Everything from the line containing "Where can you see the sandy" to the final line of the records below should be given again exactly, and nothing else.

* START *

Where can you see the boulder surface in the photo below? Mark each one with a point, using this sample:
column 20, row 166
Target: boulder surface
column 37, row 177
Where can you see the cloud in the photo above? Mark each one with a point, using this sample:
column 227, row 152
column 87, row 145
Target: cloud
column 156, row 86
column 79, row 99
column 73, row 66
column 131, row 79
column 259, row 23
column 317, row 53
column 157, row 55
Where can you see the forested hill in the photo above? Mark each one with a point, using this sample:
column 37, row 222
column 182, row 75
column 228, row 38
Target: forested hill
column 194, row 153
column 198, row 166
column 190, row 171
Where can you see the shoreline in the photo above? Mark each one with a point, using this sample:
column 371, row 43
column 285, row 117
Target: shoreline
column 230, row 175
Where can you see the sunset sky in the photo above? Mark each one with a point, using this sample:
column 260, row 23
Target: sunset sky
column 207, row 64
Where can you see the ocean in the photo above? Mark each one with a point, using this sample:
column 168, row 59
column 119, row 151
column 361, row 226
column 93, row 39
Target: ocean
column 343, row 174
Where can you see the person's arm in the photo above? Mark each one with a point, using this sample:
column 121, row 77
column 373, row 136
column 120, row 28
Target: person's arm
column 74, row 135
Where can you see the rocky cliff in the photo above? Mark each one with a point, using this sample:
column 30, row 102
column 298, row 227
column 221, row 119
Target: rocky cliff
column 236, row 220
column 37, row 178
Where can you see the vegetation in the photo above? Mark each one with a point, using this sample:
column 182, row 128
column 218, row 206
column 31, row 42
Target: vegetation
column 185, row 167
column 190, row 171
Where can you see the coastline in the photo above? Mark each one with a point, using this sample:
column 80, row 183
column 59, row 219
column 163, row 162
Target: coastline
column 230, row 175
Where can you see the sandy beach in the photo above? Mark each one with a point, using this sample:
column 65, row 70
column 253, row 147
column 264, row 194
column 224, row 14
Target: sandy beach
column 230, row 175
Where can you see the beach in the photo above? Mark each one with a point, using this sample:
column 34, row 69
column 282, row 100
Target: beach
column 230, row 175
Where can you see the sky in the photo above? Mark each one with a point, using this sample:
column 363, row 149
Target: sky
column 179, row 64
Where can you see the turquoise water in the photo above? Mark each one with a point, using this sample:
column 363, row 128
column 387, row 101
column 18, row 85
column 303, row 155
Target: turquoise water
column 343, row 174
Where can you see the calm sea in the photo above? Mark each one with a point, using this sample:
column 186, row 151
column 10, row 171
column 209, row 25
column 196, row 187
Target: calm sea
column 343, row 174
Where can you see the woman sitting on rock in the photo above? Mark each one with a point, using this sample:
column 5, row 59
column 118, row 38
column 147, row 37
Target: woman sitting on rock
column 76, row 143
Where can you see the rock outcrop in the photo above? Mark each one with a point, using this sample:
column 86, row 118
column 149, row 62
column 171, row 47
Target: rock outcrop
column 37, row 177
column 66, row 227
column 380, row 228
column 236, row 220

* END *

▶ **SOLUTION TO THE EXERCISE**:
Where can you see the sandy beach in the photo above? Mark each one with a point, using this sample:
column 65, row 70
column 253, row 147
column 264, row 194
column 224, row 14
Target: sandy beach
column 230, row 175
Where can you see the beach in the photo above? Mark each one with a point, using this sample:
column 34, row 69
column 282, row 100
Target: beach
column 230, row 175
Where can you see the sky in the photo above? Mark each one with a point, using this sample:
column 363, row 149
Target: sky
column 179, row 64
Where can you see the turquoise water in the photo above? Mark each one with a point, using this sample:
column 363, row 128
column 387, row 101
column 18, row 85
column 303, row 155
Target: turquoise water
column 343, row 174
Where can you see the calm sea in the photo above? Mark each one with a point, using this sample:
column 186, row 151
column 10, row 171
column 209, row 25
column 196, row 187
Target: calm sea
column 343, row 174
Where can you see the woman sitting on rock in the photo above? Mark each one with a point, using this sample:
column 5, row 59
column 118, row 38
column 147, row 37
Target: woman sitting on rock
column 76, row 143
Where can you see the rock outcrop in the photo above? Mark each one with a point, using this sample:
column 86, row 118
column 149, row 62
column 171, row 47
Target: rock outcrop
column 37, row 177
column 66, row 227
column 380, row 228
column 236, row 220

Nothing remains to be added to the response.